• Exercise
Please render every line of the material below as a Markdown table with the columns "Row" and "Line", numbering the rows in order and leaving out blank lines.

Dataset records:
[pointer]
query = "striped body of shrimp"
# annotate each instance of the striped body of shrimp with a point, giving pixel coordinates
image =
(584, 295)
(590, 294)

• Complete answer
| Row | Line |
|---|---|
| 1 | [pointer] |
| 2 | query = "striped body of shrimp" |
| 3 | # annotate each instance of the striped body of shrimp with a point, giving pixel coordinates |
| 4 | image = |
| 5 | (584, 295) |
| 6 | (590, 294) |